Passage to read >>
+ + + +

Hellish Flesh wasn't the only Anchor Bay set exclusive. Even before that film, Marins directed 1976's Strange Hostel of Naked Pleasures. Despite what you might gather from the title, this is actually a Coffin Joe film, although his character isn't quite as prominent as in the main trilogy. We get a hell of a colorful, wacked out introduction of exotic characters bringing Coffin Joe back from the dead. After the credits, the film is a bit more grounded as a variety of strangers arrive to stay the night at a hostel run by Marins, not quite in Coffin Joe form. Things get weird, time stops, and they each have their own little narrative a la Tales From the Crypt. There are some goofy "naked pleasures" on hand - it does live up to that promise - but it's definitely more of a horror film than anything else.
1) 2009 Anchor Bay DVD; 2) 2024 Arrow BD.
More fullscreen interlacing frames and burnt in subtitles on the DVD.  And another huge 4k fix from the original 35mm negative on the BD.  We go from 1.29 to 1.37 and the colors are corrected, though they weren't as bad on this DVD as many of their others.  Still, Arrow gives us another strong improvement, from the fundamentals like fixing the interlacing and displaying more picture on the sides, to giving us another sharp, naturally filmic image with actual grain and LPCM audio.

+ + + +

Recorded data >>
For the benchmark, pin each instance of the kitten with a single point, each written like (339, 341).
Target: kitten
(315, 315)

+ + + +

Complete the following >>
[A] In the Strange Hostel of Naked Pleasures review, what aspect ratio change does the Arrow BD make relative to the DVD?
[B] Extend the Strange Hostel of Naked Pleasures review past its last sentence.
The listing has no connection to the Strange Hostel of Naked Pleasures review.

Expected outputs >>
[A] It goes from 1.29 on the DVD to 1.37 on the BD.

[B]
Anchor Bay gave it no extras but Arrow unearthed the trailer and added a bunch of odds and ends I'll save for Part 4.
The Strange World of Jose Mojica Marins (2001) is a new (at the time - now it's twenty-three years old. Where does the time go?) documentary about our hero. Not to be confused with The Universe of Mojica Marins, this is a more substantial, 65 minute doc that had been exclusive to the Anchor Bay set. But now it's also available on the Arrow set.  So while you have to hang onto your Fantoma, Cinemagia, Mondo Macabro and Synapse DVDs for their exclusive extras, you can at least safely chuck your Anchor Bay box.  Strange World is a cool overview of his life and career. We see Marins at home, talking about his childhood and his life as a filmmaker. For such an interesting person, this kind of documentary is essential. It's full-frame in both sets (Arrow tweaks it just slightly from 1.31 to 1.34), and doesn't look much improved visually, since a lot of it is pretty rough vintage clips and early digital footage; but the subtitles are only burnt in on the AB, and Arrow did also fix the interlacing, so it is an actual step up.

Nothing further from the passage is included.